- Requirement -
Copy the blog comments below word for word, from "What really works: Don't" up to and including "you do though!".

- Source text -
+++

What really works: Don't go shopping.


Seems like you evened the balance to me. Using the heat less, eating in, so that's where the extra yarn is. It's nice what you do though!


The word we would use here is "scunnered" as in "I`m fair scunnered with it `ah...." ;-)

I sent you an email about the NR, btw....but don`t worry, it will keep till the fibre bugs bite again.


The 10% sounds like a good plan. As others have said, every little bit helps.


Looks like many of us are looking at our first world habits without approval. That would include me. I think the approaching Christmas holiday brings on that reflection. I myself am reevaluating how much gifting to the fortunate is appropriate. Every year I lean more to the hand made, thrifted, and repurposed. I'm trying to reduce my carbon footprint as well - quite a challenge. In my case I also feel it's important to be an example to my (barely) grown children.

Anne Marie

Hi Darlin'
It was nice meeting you at Rhinebeck. I hope that you go to Maryland Sheep ad Wool so that we can talk for more than a second.


Excellent thoughts, Juno. And I very much like the 10% solution.

We first-world people are big, big consumers, as you note. It's definitely worth the effort to try to cut back where we can, I think.

Thanks for this thoughtful post.

julia fc

Denny tats?


You know what is good for the yarn accumulation is organizing your stash. Seriously. You rediscover yarns you forgot you have (and you fall in love with them again) and, if you are like me, you are seriously horrified at the sheer amount you have and projects in your queue.

+++

- Input data -
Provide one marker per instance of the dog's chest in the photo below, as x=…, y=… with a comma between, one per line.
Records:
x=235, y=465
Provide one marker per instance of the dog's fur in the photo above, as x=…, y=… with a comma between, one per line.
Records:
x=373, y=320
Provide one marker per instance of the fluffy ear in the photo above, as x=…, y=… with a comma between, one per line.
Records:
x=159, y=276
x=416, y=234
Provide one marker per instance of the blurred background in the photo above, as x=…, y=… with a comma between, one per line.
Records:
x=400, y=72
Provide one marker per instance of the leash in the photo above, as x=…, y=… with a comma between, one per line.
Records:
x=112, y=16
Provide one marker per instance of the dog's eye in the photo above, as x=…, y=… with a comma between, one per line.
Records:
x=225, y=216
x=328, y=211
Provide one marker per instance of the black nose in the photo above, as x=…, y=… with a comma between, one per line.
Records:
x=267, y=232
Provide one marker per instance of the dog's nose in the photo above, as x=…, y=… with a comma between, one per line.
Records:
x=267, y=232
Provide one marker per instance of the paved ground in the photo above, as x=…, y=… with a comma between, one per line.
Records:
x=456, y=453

+++

- Solution for this task -
What really works: Don't go shopping.


Seems like you evened the balance to me. Using the heat less, eating in, so that's where the extra yarn is. It's nice what you do though!